++++ Exercise inputs
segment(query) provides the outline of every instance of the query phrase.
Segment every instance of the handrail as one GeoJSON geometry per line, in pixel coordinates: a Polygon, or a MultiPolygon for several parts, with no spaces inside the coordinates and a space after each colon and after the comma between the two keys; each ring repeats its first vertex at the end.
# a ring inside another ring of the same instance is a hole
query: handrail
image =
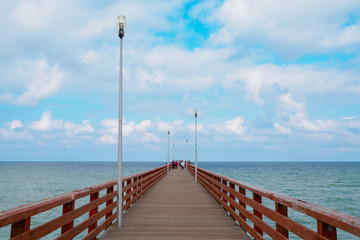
++++++++
** Problem **
Only a number belongs in the answer: the number of lines in the preceding data that hold "handrail".

** Task solution **
2